• **Written task**:
Please convert the listing below into a JSON list of strings, one string per line, from the line with "Annotation task — locate each instance of the buffalo ear" up to and including the last line of the listing. Omit blank lines and the pictures.

• **Material provided**:

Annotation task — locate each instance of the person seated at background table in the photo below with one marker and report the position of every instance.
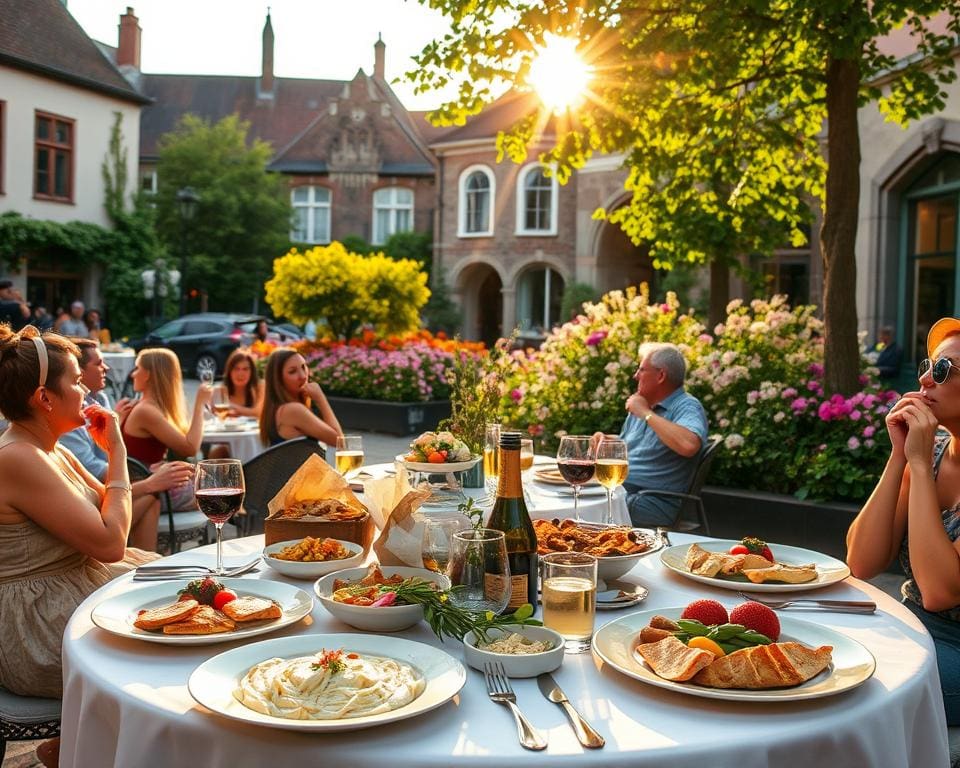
(914, 512)
(157, 422)
(665, 430)
(60, 527)
(294, 406)
(80, 442)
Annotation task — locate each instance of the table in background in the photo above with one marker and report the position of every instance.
(126, 702)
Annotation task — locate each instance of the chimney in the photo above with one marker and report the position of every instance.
(266, 76)
(128, 48)
(379, 54)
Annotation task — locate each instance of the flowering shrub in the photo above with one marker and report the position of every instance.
(758, 375)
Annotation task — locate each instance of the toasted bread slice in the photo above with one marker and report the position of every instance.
(777, 665)
(672, 660)
(251, 608)
(206, 621)
(154, 618)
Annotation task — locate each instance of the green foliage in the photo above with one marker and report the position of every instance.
(243, 217)
(347, 290)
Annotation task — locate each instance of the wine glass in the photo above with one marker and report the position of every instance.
(349, 455)
(479, 571)
(612, 468)
(576, 461)
(219, 488)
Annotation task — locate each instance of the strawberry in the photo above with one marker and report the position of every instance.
(757, 617)
(706, 612)
(758, 547)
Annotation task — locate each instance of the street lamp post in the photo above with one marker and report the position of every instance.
(187, 200)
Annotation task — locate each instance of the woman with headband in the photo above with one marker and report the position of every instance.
(914, 512)
(59, 526)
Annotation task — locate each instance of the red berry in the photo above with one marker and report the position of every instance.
(757, 617)
(706, 612)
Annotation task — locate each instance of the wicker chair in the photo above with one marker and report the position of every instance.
(267, 473)
(174, 528)
(691, 501)
(26, 718)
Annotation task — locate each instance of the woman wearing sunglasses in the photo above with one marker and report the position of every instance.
(914, 511)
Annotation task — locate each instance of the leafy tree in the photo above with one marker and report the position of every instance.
(347, 290)
(719, 107)
(242, 219)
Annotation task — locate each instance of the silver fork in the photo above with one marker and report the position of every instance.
(840, 606)
(500, 691)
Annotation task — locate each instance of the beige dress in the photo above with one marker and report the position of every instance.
(42, 581)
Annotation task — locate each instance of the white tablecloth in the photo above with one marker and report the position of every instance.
(126, 703)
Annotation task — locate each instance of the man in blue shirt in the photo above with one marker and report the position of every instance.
(665, 431)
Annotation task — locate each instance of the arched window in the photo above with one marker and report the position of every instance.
(536, 202)
(311, 214)
(392, 212)
(476, 202)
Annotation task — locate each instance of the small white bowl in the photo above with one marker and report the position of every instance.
(390, 618)
(310, 570)
(517, 665)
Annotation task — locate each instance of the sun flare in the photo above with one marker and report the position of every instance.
(558, 74)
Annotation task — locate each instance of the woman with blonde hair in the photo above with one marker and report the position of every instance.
(294, 406)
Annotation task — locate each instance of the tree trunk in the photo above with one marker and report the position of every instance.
(839, 231)
(719, 291)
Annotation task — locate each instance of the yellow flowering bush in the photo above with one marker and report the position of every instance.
(348, 291)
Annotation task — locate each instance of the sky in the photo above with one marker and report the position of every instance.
(318, 39)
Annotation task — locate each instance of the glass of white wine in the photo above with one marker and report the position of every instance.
(612, 468)
(349, 455)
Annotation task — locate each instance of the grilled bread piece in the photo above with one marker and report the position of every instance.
(206, 621)
(789, 574)
(250, 608)
(154, 618)
(777, 665)
(673, 660)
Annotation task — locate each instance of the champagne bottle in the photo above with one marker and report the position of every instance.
(510, 516)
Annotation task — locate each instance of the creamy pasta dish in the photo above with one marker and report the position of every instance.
(330, 685)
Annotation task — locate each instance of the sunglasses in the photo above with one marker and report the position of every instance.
(939, 368)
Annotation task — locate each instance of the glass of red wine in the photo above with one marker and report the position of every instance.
(219, 488)
(577, 461)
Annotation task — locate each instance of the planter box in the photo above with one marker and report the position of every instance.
(734, 513)
(392, 418)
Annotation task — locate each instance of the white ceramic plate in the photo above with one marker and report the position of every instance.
(117, 613)
(213, 682)
(311, 570)
(829, 569)
(852, 664)
(438, 469)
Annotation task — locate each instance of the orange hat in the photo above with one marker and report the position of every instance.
(945, 326)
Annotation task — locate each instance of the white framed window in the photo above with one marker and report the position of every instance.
(392, 212)
(475, 209)
(311, 214)
(536, 201)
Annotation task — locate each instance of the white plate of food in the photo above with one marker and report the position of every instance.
(852, 664)
(438, 469)
(214, 683)
(116, 614)
(829, 570)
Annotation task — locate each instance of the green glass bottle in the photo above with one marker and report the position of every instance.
(510, 516)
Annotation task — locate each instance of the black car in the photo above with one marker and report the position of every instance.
(204, 341)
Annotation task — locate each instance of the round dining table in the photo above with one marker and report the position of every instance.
(126, 702)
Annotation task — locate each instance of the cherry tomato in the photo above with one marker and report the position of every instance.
(223, 597)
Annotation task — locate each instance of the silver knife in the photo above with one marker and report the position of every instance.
(585, 733)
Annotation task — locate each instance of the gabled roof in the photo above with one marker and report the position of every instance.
(41, 36)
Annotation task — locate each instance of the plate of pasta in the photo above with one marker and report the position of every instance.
(331, 682)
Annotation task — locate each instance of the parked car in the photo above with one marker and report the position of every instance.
(203, 341)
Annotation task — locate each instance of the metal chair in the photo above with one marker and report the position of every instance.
(691, 500)
(266, 474)
(27, 718)
(174, 527)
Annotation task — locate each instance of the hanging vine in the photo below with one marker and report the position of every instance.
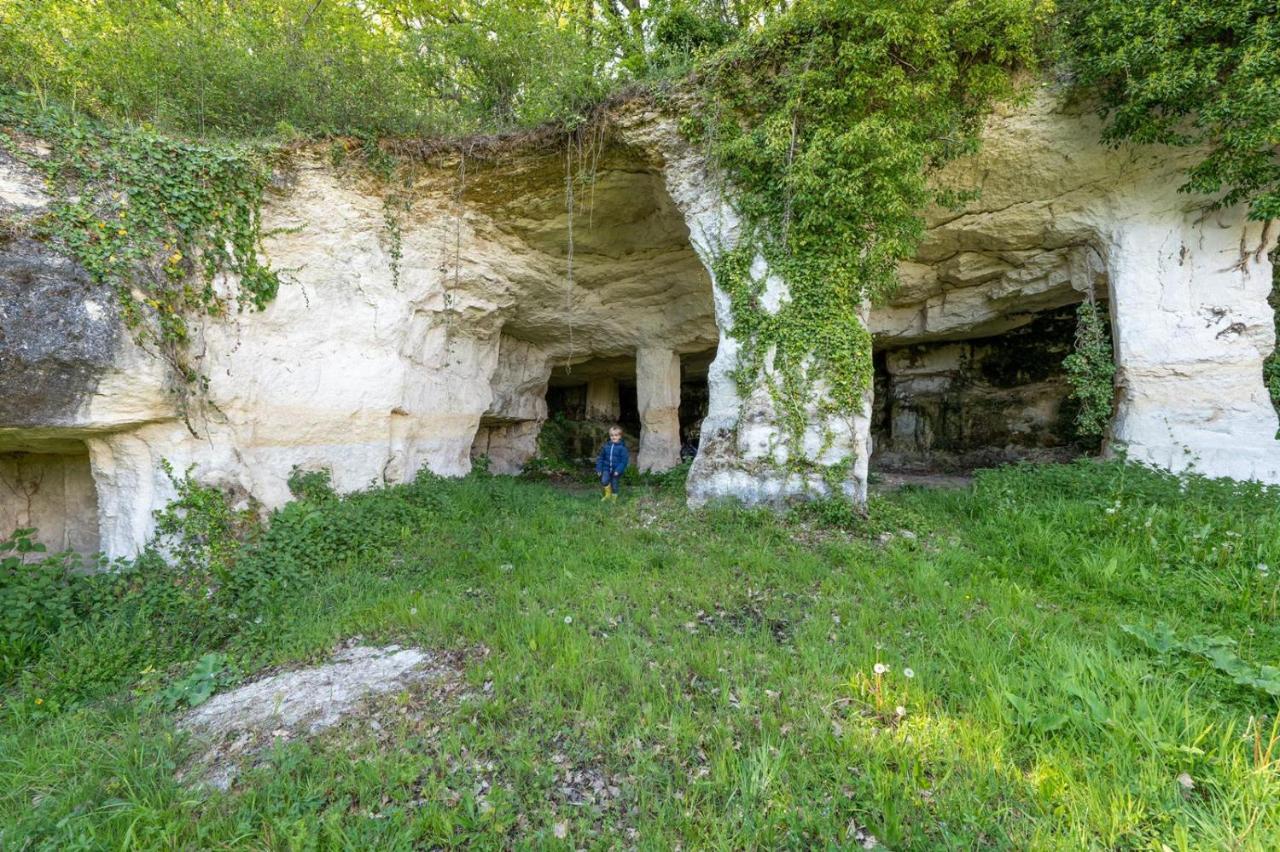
(828, 124)
(1271, 366)
(1091, 370)
(174, 227)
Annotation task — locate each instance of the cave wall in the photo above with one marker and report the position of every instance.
(376, 375)
(55, 494)
(956, 406)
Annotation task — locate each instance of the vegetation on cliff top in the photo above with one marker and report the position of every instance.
(826, 115)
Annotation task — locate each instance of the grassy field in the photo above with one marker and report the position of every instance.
(1088, 650)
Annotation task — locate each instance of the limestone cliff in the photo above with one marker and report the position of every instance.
(394, 349)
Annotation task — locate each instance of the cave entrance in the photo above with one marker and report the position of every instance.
(49, 485)
(659, 398)
(954, 406)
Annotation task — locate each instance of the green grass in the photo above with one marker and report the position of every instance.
(717, 669)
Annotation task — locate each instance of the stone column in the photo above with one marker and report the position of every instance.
(602, 399)
(658, 398)
(1192, 328)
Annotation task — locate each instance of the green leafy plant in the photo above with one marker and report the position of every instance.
(311, 485)
(1193, 73)
(1091, 371)
(1271, 366)
(828, 124)
(161, 220)
(35, 596)
(196, 687)
(200, 530)
(1219, 651)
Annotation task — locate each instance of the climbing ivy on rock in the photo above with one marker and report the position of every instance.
(1091, 371)
(828, 124)
(174, 225)
(1198, 73)
(1271, 366)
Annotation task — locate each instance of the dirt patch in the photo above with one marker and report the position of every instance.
(243, 722)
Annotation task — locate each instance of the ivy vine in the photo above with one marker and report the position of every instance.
(161, 220)
(1091, 371)
(1271, 366)
(830, 124)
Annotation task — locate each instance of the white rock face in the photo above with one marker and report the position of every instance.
(658, 399)
(744, 453)
(376, 375)
(304, 702)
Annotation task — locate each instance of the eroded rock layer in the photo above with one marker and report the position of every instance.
(421, 326)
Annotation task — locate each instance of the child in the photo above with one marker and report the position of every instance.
(612, 461)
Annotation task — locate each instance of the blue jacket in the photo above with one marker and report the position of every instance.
(613, 458)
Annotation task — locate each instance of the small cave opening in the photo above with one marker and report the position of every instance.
(585, 399)
(955, 406)
(49, 486)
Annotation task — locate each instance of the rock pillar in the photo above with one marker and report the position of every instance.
(658, 398)
(1192, 328)
(602, 399)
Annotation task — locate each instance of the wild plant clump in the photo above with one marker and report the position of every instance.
(1091, 371)
(827, 126)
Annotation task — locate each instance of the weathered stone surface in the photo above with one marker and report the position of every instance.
(54, 493)
(58, 335)
(979, 402)
(602, 399)
(305, 702)
(658, 399)
(376, 375)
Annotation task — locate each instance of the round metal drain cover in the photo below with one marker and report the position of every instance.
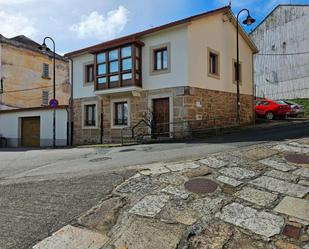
(297, 158)
(201, 186)
(99, 159)
(127, 150)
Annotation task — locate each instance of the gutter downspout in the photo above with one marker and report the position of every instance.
(71, 104)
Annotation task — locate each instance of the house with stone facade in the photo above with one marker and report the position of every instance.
(176, 74)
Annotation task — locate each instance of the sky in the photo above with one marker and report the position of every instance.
(75, 24)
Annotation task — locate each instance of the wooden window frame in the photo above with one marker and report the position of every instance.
(44, 76)
(153, 51)
(86, 70)
(84, 115)
(121, 82)
(116, 119)
(217, 54)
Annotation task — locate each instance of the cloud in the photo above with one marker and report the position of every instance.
(102, 27)
(13, 2)
(15, 24)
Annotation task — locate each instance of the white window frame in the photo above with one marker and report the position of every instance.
(152, 57)
(113, 102)
(85, 127)
(85, 83)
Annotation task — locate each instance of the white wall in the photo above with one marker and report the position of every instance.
(285, 31)
(79, 89)
(178, 75)
(10, 126)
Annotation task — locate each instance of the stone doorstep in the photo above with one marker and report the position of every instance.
(70, 237)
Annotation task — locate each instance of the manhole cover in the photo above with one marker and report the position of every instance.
(201, 186)
(99, 159)
(128, 150)
(297, 158)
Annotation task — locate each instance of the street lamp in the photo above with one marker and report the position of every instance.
(45, 48)
(248, 21)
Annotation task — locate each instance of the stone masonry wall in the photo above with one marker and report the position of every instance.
(192, 107)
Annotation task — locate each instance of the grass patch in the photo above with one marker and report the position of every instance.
(305, 103)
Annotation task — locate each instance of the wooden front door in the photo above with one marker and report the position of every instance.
(161, 113)
(30, 132)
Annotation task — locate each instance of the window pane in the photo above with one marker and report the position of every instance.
(102, 69)
(101, 58)
(126, 52)
(137, 51)
(113, 67)
(114, 78)
(113, 55)
(165, 59)
(127, 64)
(127, 76)
(102, 80)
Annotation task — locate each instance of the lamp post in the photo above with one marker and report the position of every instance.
(45, 48)
(248, 21)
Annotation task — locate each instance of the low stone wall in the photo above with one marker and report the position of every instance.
(192, 108)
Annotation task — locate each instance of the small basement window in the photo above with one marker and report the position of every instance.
(213, 63)
(90, 115)
(121, 113)
(45, 73)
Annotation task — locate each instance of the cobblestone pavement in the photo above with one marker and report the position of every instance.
(261, 201)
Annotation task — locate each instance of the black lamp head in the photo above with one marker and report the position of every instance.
(43, 47)
(249, 20)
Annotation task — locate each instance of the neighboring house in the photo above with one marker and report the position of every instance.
(26, 74)
(281, 68)
(177, 73)
(26, 87)
(33, 127)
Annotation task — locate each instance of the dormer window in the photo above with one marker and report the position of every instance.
(118, 67)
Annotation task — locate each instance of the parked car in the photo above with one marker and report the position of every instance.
(271, 109)
(296, 109)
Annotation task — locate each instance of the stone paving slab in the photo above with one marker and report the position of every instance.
(213, 162)
(297, 148)
(295, 207)
(155, 169)
(229, 181)
(262, 223)
(276, 164)
(182, 166)
(176, 192)
(256, 196)
(282, 175)
(149, 234)
(259, 153)
(70, 237)
(238, 172)
(304, 183)
(150, 205)
(302, 172)
(280, 186)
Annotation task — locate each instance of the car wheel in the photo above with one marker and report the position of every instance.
(269, 115)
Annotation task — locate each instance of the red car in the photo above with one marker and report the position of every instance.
(271, 109)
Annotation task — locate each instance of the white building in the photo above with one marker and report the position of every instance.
(281, 68)
(177, 73)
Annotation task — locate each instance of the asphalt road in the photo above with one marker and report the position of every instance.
(42, 190)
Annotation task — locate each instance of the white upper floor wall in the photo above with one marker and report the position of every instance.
(189, 45)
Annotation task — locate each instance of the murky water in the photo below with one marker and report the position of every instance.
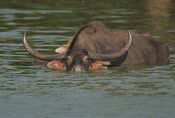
(30, 90)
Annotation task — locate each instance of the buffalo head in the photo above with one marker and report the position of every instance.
(80, 59)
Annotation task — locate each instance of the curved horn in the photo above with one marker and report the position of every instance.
(39, 55)
(107, 57)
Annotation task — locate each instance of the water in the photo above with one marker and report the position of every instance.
(28, 89)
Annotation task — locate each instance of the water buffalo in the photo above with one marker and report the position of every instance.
(95, 45)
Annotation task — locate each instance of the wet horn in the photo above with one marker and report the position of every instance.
(39, 55)
(107, 57)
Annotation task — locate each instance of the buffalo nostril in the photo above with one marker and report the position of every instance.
(78, 68)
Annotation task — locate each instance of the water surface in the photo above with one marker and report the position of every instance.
(28, 89)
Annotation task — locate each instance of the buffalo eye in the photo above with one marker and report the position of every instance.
(86, 59)
(69, 59)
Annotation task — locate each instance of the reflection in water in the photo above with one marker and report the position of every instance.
(29, 89)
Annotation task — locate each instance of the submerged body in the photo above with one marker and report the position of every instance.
(95, 45)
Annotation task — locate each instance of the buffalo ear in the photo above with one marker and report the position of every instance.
(61, 50)
(104, 63)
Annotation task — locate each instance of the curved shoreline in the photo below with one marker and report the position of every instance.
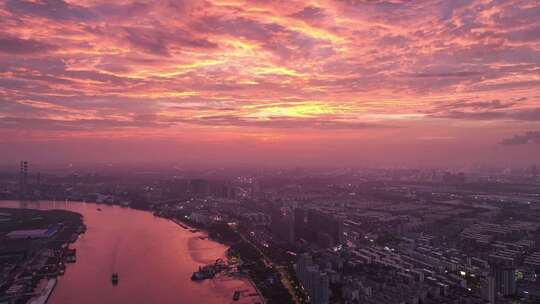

• **Completed task**:
[
  "Annotation task — locate each instance of the buffalo ear in the photo above with one marker and report the position of every instance.",
  "(61, 50)",
  "(104, 63)",
  "Annotation task — locate each instance of the curved shoreline in the photo below with one marker and report the position of every instance."
]